[Entries from a point annotation set]

- - - -

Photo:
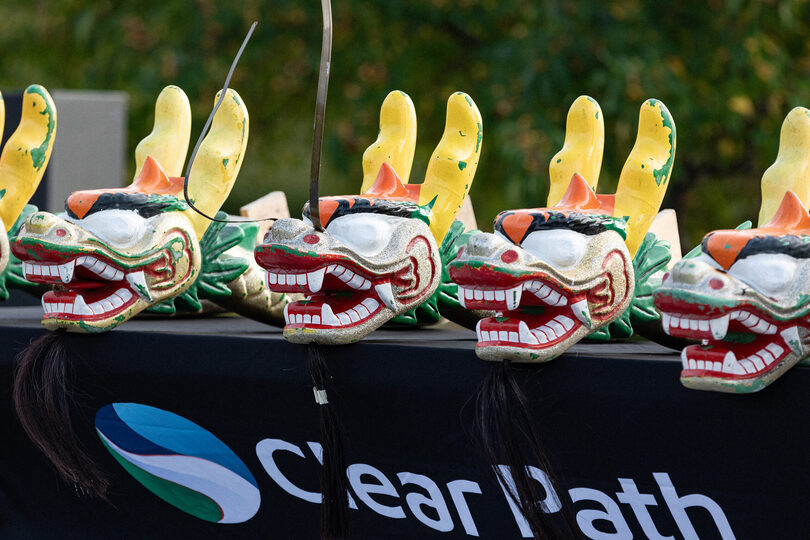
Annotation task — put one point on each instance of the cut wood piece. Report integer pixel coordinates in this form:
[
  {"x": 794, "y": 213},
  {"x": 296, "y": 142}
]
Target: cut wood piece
[
  {"x": 665, "y": 227},
  {"x": 274, "y": 204},
  {"x": 467, "y": 215}
]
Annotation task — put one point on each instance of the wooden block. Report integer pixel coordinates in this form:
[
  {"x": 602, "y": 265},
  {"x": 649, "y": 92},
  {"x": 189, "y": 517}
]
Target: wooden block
[
  {"x": 274, "y": 204},
  {"x": 665, "y": 227},
  {"x": 467, "y": 215}
]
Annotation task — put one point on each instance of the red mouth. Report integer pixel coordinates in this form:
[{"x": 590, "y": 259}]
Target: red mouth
[
  {"x": 769, "y": 341},
  {"x": 90, "y": 287}
]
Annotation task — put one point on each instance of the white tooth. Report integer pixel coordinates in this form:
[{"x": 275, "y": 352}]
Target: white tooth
[
  {"x": 66, "y": 271},
  {"x": 80, "y": 306},
  {"x": 125, "y": 294},
  {"x": 386, "y": 294},
  {"x": 549, "y": 331},
  {"x": 581, "y": 312},
  {"x": 764, "y": 327},
  {"x": 666, "y": 320},
  {"x": 356, "y": 282},
  {"x": 137, "y": 281},
  {"x": 315, "y": 280},
  {"x": 748, "y": 366},
  {"x": 513, "y": 297},
  {"x": 730, "y": 363},
  {"x": 525, "y": 335},
  {"x": 328, "y": 316},
  {"x": 558, "y": 328},
  {"x": 791, "y": 337},
  {"x": 565, "y": 321},
  {"x": 719, "y": 326},
  {"x": 757, "y": 361}
]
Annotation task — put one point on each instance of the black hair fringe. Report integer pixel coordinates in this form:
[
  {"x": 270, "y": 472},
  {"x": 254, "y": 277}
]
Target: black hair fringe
[
  {"x": 504, "y": 432},
  {"x": 43, "y": 399},
  {"x": 334, "y": 485}
]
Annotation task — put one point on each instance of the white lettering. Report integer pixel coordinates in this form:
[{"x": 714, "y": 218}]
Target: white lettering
[
  {"x": 549, "y": 505},
  {"x": 457, "y": 490},
  {"x": 265, "y": 450},
  {"x": 612, "y": 513},
  {"x": 435, "y": 500},
  {"x": 364, "y": 491},
  {"x": 678, "y": 505},
  {"x": 639, "y": 503}
]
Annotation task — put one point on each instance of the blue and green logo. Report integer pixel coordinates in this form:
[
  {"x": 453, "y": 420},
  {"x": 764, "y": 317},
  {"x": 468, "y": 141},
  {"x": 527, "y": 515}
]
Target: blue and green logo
[{"x": 179, "y": 461}]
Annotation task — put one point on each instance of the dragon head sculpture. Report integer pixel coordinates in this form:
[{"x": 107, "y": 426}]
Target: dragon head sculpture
[
  {"x": 23, "y": 162},
  {"x": 744, "y": 294},
  {"x": 554, "y": 275},
  {"x": 378, "y": 254},
  {"x": 116, "y": 252}
]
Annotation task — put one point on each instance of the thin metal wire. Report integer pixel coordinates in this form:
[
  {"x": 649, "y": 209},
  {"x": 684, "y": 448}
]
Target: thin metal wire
[
  {"x": 320, "y": 113},
  {"x": 204, "y": 132}
]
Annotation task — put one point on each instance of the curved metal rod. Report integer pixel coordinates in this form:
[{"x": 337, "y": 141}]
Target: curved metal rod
[{"x": 320, "y": 113}]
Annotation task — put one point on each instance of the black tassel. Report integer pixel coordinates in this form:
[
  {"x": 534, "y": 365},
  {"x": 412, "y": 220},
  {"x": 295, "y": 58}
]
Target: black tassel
[
  {"x": 43, "y": 398},
  {"x": 334, "y": 485},
  {"x": 504, "y": 432}
]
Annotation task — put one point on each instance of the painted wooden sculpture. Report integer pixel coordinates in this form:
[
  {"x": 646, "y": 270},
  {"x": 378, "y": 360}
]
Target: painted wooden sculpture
[
  {"x": 379, "y": 255},
  {"x": 117, "y": 252},
  {"x": 744, "y": 292},
  {"x": 557, "y": 274},
  {"x": 22, "y": 165}
]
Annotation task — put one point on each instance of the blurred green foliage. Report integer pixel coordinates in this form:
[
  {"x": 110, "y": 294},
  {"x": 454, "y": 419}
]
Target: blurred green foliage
[{"x": 728, "y": 71}]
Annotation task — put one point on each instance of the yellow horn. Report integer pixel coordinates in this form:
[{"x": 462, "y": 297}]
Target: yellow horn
[
  {"x": 582, "y": 150},
  {"x": 645, "y": 174},
  {"x": 168, "y": 142},
  {"x": 396, "y": 142},
  {"x": 2, "y": 116},
  {"x": 218, "y": 160},
  {"x": 791, "y": 170},
  {"x": 26, "y": 153},
  {"x": 452, "y": 166}
]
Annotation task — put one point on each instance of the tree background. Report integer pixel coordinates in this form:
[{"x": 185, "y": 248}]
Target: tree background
[{"x": 729, "y": 71}]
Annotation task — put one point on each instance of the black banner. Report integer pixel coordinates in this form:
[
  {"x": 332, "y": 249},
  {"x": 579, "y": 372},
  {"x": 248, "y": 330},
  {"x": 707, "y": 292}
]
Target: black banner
[{"x": 634, "y": 453}]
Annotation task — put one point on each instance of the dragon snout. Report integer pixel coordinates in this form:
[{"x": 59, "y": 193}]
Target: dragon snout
[{"x": 485, "y": 245}]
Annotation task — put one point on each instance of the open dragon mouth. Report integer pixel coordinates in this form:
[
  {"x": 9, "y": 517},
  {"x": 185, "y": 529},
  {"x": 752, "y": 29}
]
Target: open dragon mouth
[
  {"x": 87, "y": 287},
  {"x": 738, "y": 343},
  {"x": 338, "y": 295},
  {"x": 531, "y": 315}
]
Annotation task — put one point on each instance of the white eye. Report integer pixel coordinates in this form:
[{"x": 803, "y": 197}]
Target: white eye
[
  {"x": 119, "y": 228},
  {"x": 767, "y": 273},
  {"x": 561, "y": 248},
  {"x": 366, "y": 234},
  {"x": 704, "y": 258}
]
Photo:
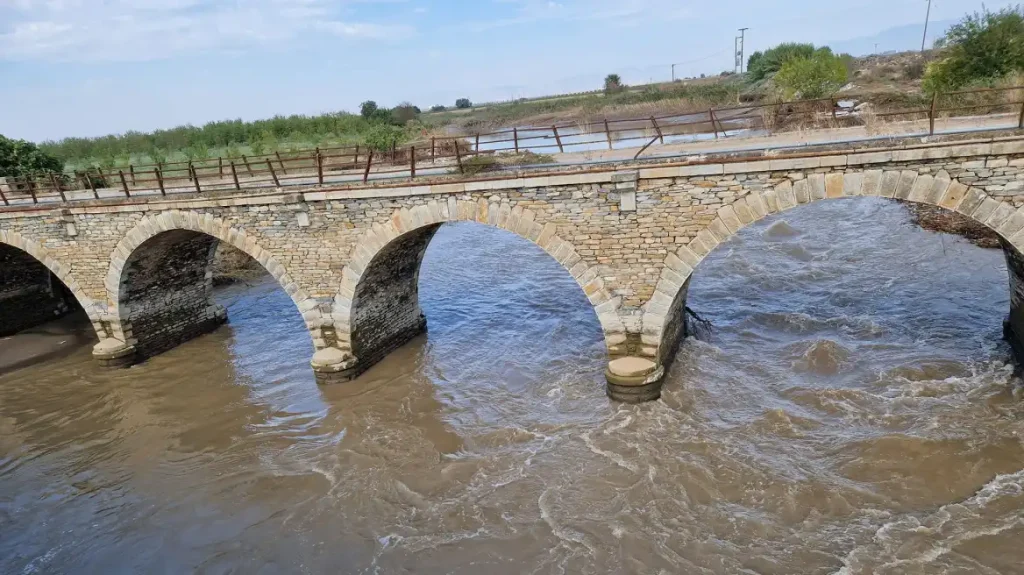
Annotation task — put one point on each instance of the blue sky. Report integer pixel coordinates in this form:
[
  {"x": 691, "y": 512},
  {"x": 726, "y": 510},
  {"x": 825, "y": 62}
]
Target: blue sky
[{"x": 86, "y": 68}]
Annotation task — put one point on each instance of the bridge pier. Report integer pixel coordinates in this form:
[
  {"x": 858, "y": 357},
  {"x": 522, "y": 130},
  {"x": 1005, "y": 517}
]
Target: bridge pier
[{"x": 1013, "y": 325}]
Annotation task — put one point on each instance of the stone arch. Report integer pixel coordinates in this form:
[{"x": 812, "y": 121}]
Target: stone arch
[
  {"x": 417, "y": 225},
  {"x": 663, "y": 313},
  {"x": 158, "y": 225},
  {"x": 94, "y": 310}
]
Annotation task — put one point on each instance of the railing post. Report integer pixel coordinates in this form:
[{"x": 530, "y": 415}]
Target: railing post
[
  {"x": 370, "y": 161},
  {"x": 92, "y": 185},
  {"x": 56, "y": 186},
  {"x": 657, "y": 129},
  {"x": 269, "y": 166},
  {"x": 931, "y": 114},
  {"x": 124, "y": 184},
  {"x": 320, "y": 167}
]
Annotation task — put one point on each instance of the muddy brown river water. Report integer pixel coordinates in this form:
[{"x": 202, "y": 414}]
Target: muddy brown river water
[{"x": 851, "y": 410}]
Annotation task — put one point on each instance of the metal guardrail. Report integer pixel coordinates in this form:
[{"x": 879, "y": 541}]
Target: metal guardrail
[{"x": 459, "y": 151}]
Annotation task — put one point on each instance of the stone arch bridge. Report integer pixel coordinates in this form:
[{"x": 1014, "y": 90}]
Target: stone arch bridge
[{"x": 631, "y": 235}]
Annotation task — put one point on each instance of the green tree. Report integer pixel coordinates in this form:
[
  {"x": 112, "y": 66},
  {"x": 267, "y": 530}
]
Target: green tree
[
  {"x": 763, "y": 64},
  {"x": 816, "y": 77},
  {"x": 368, "y": 108},
  {"x": 383, "y": 137},
  {"x": 18, "y": 158},
  {"x": 404, "y": 113},
  {"x": 613, "y": 84},
  {"x": 982, "y": 47}
]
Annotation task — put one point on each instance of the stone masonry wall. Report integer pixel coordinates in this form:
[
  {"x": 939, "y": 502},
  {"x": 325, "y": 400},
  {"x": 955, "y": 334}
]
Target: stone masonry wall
[
  {"x": 166, "y": 292},
  {"x": 29, "y": 294},
  {"x": 386, "y": 306},
  {"x": 621, "y": 233}
]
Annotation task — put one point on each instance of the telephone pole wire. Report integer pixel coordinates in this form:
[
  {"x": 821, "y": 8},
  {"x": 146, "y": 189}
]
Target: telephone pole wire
[{"x": 928, "y": 16}]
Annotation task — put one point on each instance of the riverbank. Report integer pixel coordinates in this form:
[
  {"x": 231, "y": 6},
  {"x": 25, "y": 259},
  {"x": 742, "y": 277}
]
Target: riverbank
[{"x": 55, "y": 340}]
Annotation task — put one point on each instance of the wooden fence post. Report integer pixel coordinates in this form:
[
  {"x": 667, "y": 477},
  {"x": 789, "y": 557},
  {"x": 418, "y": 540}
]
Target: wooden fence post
[
  {"x": 931, "y": 114},
  {"x": 92, "y": 185},
  {"x": 269, "y": 166},
  {"x": 657, "y": 129},
  {"x": 558, "y": 139},
  {"x": 124, "y": 184},
  {"x": 281, "y": 163},
  {"x": 57, "y": 186},
  {"x": 370, "y": 161}
]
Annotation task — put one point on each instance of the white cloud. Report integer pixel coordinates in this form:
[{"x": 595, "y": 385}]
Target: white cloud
[{"x": 145, "y": 30}]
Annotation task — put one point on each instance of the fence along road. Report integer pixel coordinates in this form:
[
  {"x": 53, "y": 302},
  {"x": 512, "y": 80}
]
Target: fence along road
[{"x": 749, "y": 128}]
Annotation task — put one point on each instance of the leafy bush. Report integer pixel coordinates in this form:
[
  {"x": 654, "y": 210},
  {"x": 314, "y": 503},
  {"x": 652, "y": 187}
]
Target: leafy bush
[
  {"x": 816, "y": 77},
  {"x": 763, "y": 64},
  {"x": 18, "y": 158},
  {"x": 613, "y": 84},
  {"x": 981, "y": 48},
  {"x": 368, "y": 108},
  {"x": 404, "y": 113},
  {"x": 383, "y": 137}
]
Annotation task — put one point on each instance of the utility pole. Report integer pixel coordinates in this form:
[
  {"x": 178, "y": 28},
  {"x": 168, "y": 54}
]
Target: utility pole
[
  {"x": 928, "y": 16},
  {"x": 740, "y": 52}
]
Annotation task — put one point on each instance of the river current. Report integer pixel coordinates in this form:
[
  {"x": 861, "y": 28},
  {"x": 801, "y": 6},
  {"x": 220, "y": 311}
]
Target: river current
[{"x": 850, "y": 410}]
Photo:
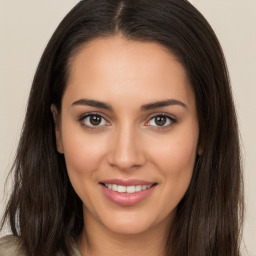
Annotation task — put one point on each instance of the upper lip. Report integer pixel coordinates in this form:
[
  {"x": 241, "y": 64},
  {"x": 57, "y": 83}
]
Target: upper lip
[{"x": 130, "y": 182}]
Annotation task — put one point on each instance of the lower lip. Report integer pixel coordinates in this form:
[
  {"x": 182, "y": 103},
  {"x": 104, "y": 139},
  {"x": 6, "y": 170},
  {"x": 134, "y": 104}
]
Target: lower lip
[{"x": 126, "y": 199}]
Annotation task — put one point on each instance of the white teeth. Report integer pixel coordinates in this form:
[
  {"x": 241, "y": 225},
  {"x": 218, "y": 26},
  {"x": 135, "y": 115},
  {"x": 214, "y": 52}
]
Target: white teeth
[
  {"x": 121, "y": 189},
  {"x": 130, "y": 189},
  {"x": 127, "y": 189},
  {"x": 114, "y": 187}
]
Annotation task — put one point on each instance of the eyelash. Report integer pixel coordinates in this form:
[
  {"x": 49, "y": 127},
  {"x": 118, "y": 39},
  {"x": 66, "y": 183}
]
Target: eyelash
[{"x": 172, "y": 121}]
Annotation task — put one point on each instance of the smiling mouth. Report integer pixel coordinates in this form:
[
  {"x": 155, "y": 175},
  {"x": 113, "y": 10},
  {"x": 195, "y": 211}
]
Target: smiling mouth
[{"x": 127, "y": 189}]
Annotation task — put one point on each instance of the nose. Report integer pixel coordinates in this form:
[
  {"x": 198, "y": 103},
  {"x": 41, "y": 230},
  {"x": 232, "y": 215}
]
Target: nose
[{"x": 127, "y": 151}]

- - - -

● **Task description**: Will you repeat the material above, but only from the line containing "of the utility" through its last line, exactly and without the pictures?

● **Task response**:
Annotation task — put one point on each instance of the utility pole. Report integer pixel coordinates in this form:
[
  {"x": 178, "y": 28},
  {"x": 168, "y": 54}
]
Target: utility pole
[
  {"x": 928, "y": 16},
  {"x": 740, "y": 52}
]
Annotation task — put one point on each instance of the river current. Report integer pixel coordinates in this form:
[
  {"x": 861, "y": 28},
  {"x": 801, "y": 6},
  {"x": 220, "y": 311}
]
Target: river current
[{"x": 850, "y": 410}]
Photo:
Annotation task — put one point on each instance of the upper lip. Report integer pixel coordinates in this form:
[
  {"x": 241, "y": 64},
  {"x": 57, "y": 83}
]
Target: upper lip
[{"x": 130, "y": 182}]
Annotation task — put one point on each instance of the lower lip. Report integer pixel coordinates in this form:
[
  {"x": 182, "y": 103},
  {"x": 104, "y": 139},
  {"x": 6, "y": 170},
  {"x": 134, "y": 104}
]
Target: lower lip
[{"x": 126, "y": 199}]
Annotation task — put one point on each instance of the white teeth. Report integer pixel coordinates in this form:
[
  {"x": 241, "y": 225},
  {"x": 218, "y": 26},
  {"x": 135, "y": 115},
  {"x": 214, "y": 52}
]
Target: white teeth
[
  {"x": 121, "y": 189},
  {"x": 130, "y": 189},
  {"x": 127, "y": 189},
  {"x": 114, "y": 187}
]
Annotation task — put one point on each instance of the eyelash. Report integer pixel coordinates in this form:
[
  {"x": 49, "y": 127},
  {"x": 118, "y": 39},
  {"x": 66, "y": 183}
]
Target: eyelash
[{"x": 172, "y": 121}]
Annotation task — put one point on each instance of the smiling mouth. Report integer pixel coordinates in this form:
[
  {"x": 155, "y": 175},
  {"x": 113, "y": 10},
  {"x": 195, "y": 211}
]
Target: smiling mouth
[{"x": 127, "y": 189}]
Annotation task — put one point on each instance of the nose. Report integer pixel coordinates in this form:
[
  {"x": 198, "y": 103},
  {"x": 41, "y": 230},
  {"x": 232, "y": 215}
]
Target: nose
[{"x": 127, "y": 151}]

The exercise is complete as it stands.